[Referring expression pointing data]
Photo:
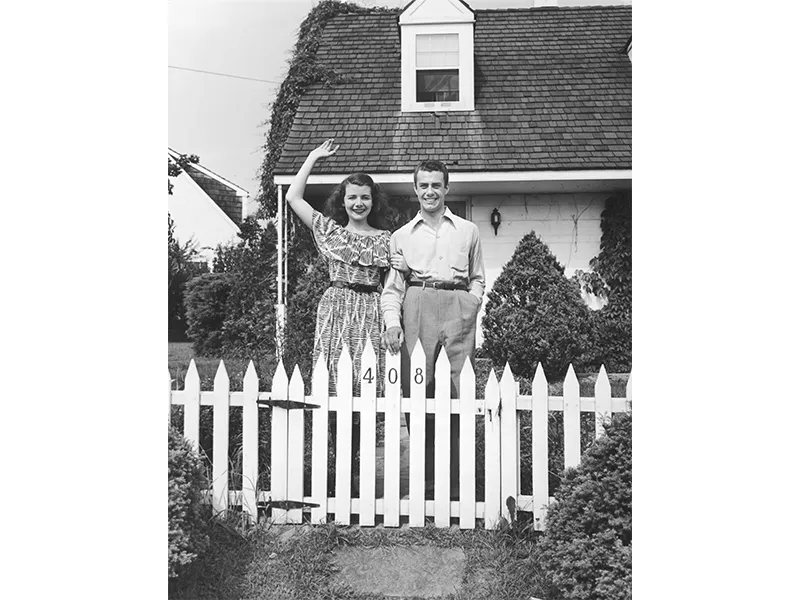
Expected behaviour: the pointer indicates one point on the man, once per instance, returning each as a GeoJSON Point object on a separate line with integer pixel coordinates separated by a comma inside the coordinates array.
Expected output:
{"type": "Point", "coordinates": [442, 294]}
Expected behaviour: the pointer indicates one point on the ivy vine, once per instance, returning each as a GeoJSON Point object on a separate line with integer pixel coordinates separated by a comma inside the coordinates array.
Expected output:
{"type": "Point", "coordinates": [304, 72]}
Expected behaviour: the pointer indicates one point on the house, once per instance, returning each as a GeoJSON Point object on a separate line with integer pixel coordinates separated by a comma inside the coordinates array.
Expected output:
{"type": "Point", "coordinates": [529, 108]}
{"type": "Point", "coordinates": [205, 207]}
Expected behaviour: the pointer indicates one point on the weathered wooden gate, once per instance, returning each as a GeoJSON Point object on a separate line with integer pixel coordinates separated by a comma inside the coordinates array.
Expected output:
{"type": "Point", "coordinates": [499, 412]}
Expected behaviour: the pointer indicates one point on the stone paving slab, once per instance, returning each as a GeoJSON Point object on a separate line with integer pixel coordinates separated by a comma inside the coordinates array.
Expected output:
{"type": "Point", "coordinates": [401, 572]}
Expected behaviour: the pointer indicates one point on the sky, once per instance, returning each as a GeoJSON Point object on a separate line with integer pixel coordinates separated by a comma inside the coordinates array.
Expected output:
{"type": "Point", "coordinates": [221, 119]}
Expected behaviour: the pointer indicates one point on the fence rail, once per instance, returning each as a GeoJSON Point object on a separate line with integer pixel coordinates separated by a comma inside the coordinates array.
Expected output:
{"type": "Point", "coordinates": [500, 411]}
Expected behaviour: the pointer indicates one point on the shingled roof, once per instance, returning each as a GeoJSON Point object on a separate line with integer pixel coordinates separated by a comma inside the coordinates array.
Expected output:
{"type": "Point", "coordinates": [552, 92]}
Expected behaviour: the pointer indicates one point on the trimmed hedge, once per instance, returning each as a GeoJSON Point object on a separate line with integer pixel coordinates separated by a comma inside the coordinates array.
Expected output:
{"type": "Point", "coordinates": [187, 515]}
{"type": "Point", "coordinates": [586, 549]}
{"type": "Point", "coordinates": [534, 314]}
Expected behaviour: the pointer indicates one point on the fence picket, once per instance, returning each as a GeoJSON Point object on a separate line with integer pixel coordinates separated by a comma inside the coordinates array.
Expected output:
{"type": "Point", "coordinates": [191, 406]}
{"type": "Point", "coordinates": [319, 442]}
{"type": "Point", "coordinates": [466, 479]}
{"type": "Point", "coordinates": [295, 447]}
{"type": "Point", "coordinates": [541, 493]}
{"type": "Point", "coordinates": [368, 378]}
{"type": "Point", "coordinates": [441, 477]}
{"type": "Point", "coordinates": [280, 425]}
{"type": "Point", "coordinates": [344, 432]}
{"type": "Point", "coordinates": [602, 402]}
{"type": "Point", "coordinates": [572, 420]}
{"type": "Point", "coordinates": [169, 396]}
{"type": "Point", "coordinates": [222, 388]}
{"type": "Point", "coordinates": [492, 503]}
{"type": "Point", "coordinates": [416, 466]}
{"type": "Point", "coordinates": [509, 454]}
{"type": "Point", "coordinates": [391, 462]}
{"type": "Point", "coordinates": [250, 443]}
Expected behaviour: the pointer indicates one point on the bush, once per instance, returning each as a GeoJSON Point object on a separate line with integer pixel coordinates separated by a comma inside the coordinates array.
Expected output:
{"type": "Point", "coordinates": [206, 309]}
{"type": "Point", "coordinates": [611, 278]}
{"type": "Point", "coordinates": [585, 552]}
{"type": "Point", "coordinates": [535, 314]}
{"type": "Point", "coordinates": [182, 268]}
{"type": "Point", "coordinates": [301, 319]}
{"type": "Point", "coordinates": [187, 515]}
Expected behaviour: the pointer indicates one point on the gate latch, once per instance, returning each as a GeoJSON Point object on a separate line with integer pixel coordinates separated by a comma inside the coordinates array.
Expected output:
{"type": "Point", "coordinates": [286, 504]}
{"type": "Point", "coordinates": [287, 404]}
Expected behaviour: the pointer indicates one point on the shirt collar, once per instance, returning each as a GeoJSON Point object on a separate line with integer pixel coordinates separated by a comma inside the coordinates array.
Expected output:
{"type": "Point", "coordinates": [418, 218]}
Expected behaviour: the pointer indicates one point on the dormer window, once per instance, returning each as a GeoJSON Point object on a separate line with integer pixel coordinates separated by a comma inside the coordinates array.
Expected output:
{"type": "Point", "coordinates": [437, 68]}
{"type": "Point", "coordinates": [437, 46]}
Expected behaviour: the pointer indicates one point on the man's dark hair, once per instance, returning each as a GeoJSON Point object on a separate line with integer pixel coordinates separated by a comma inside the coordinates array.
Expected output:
{"type": "Point", "coordinates": [432, 166]}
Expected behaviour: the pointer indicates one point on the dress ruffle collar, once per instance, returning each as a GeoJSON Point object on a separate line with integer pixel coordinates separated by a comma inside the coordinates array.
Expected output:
{"type": "Point", "coordinates": [352, 248]}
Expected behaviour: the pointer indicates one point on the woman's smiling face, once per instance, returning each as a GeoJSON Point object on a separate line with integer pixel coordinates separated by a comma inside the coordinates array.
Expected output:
{"type": "Point", "coordinates": [357, 201]}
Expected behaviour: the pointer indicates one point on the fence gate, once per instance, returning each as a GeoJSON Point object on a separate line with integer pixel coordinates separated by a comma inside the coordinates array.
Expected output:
{"type": "Point", "coordinates": [500, 411]}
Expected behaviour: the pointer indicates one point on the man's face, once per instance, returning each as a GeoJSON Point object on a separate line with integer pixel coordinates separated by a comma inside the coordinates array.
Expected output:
{"type": "Point", "coordinates": [431, 190]}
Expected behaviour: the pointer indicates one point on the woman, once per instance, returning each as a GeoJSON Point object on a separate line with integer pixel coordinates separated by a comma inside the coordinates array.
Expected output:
{"type": "Point", "coordinates": [353, 238]}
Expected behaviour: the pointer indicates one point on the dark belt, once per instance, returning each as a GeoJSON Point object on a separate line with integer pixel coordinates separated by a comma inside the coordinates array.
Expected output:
{"type": "Point", "coordinates": [356, 287]}
{"type": "Point", "coordinates": [439, 285]}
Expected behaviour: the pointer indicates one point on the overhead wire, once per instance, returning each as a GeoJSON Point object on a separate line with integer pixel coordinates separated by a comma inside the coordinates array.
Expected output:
{"type": "Point", "coordinates": [223, 74]}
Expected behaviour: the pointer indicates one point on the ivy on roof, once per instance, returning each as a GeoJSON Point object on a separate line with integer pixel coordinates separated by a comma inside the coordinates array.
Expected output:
{"type": "Point", "coordinates": [304, 72]}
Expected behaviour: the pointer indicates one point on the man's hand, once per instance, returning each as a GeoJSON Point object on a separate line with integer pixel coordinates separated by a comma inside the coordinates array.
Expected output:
{"type": "Point", "coordinates": [392, 338]}
{"type": "Point", "coordinates": [399, 263]}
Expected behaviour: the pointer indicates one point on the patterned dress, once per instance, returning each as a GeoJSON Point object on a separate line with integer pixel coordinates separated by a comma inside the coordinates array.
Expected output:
{"type": "Point", "coordinates": [344, 316]}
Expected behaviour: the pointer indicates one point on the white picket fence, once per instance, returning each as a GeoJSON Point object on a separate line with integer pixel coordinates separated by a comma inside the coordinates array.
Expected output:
{"type": "Point", "coordinates": [501, 409]}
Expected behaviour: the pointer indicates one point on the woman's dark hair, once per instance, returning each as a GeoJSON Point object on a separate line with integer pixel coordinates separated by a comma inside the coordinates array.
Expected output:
{"type": "Point", "coordinates": [334, 205]}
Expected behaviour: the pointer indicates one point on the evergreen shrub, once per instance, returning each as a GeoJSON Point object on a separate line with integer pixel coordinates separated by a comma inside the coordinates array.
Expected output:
{"type": "Point", "coordinates": [535, 314]}
{"type": "Point", "coordinates": [187, 515]}
{"type": "Point", "coordinates": [611, 278]}
{"type": "Point", "coordinates": [585, 553]}
{"type": "Point", "coordinates": [206, 307]}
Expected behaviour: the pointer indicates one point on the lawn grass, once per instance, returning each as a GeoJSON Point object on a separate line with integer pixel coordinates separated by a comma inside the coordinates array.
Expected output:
{"type": "Point", "coordinates": [282, 562]}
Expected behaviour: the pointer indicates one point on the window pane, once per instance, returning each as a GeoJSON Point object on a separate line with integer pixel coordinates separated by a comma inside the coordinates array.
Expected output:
{"type": "Point", "coordinates": [437, 86]}
{"type": "Point", "coordinates": [441, 50]}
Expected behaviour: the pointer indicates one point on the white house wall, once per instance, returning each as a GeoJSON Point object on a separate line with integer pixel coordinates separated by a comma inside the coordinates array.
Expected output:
{"type": "Point", "coordinates": [551, 216]}
{"type": "Point", "coordinates": [197, 216]}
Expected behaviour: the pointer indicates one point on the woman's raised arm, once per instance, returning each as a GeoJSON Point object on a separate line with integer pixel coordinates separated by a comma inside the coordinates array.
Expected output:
{"type": "Point", "coordinates": [294, 196]}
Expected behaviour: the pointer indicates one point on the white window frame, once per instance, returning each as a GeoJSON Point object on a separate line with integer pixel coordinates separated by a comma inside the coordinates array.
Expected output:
{"type": "Point", "coordinates": [466, 67]}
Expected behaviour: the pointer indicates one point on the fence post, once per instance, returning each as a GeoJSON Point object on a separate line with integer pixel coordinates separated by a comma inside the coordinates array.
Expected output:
{"type": "Point", "coordinates": [391, 463]}
{"type": "Point", "coordinates": [441, 474]}
{"type": "Point", "coordinates": [344, 432]}
{"type": "Point", "coordinates": [222, 390]}
{"type": "Point", "coordinates": [295, 447]}
{"type": "Point", "coordinates": [466, 510]}
{"type": "Point", "coordinates": [250, 443]}
{"type": "Point", "coordinates": [191, 406]}
{"type": "Point", "coordinates": [492, 503]}
{"type": "Point", "coordinates": [366, 477]}
{"type": "Point", "coordinates": [541, 491]}
{"type": "Point", "coordinates": [416, 466]}
{"type": "Point", "coordinates": [169, 396]}
{"type": "Point", "coordinates": [509, 454]}
{"type": "Point", "coordinates": [602, 406]}
{"type": "Point", "coordinates": [629, 393]}
{"type": "Point", "coordinates": [572, 420]}
{"type": "Point", "coordinates": [278, 466]}
{"type": "Point", "coordinates": [319, 441]}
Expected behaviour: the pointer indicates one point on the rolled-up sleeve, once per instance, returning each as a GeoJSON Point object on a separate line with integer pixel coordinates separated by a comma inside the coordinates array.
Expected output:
{"type": "Point", "coordinates": [477, 275]}
{"type": "Point", "coordinates": [394, 291]}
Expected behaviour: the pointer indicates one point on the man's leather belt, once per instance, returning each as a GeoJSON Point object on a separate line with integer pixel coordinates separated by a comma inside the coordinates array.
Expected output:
{"type": "Point", "coordinates": [439, 285]}
{"type": "Point", "coordinates": [356, 287]}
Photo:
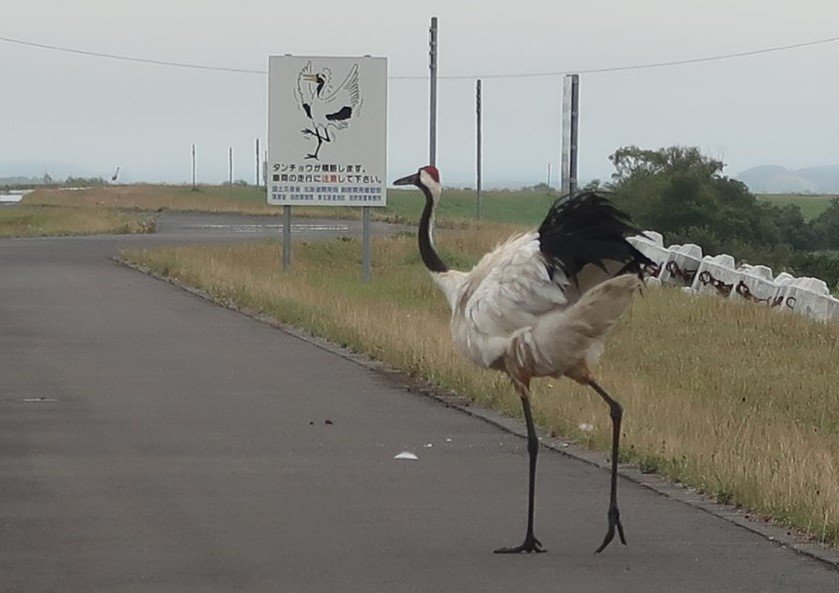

Your objective »
Search the data for "roof" and list every line in which it occurs.

Written solution »
Expected behaviour: the pointer indicates one point on the shingled roof, once per instance, returning each as a GeoJSON Point object on a separate line with integer pixel coordinates separated by a comma inside the coordinates array.
Expected behaviour: the pointer indicates one point on the ivy on roof, once per instance, returning each as a GeoJSON Point object on a separate line with integer pixel coordinates separated by a comma inside the coordinates array.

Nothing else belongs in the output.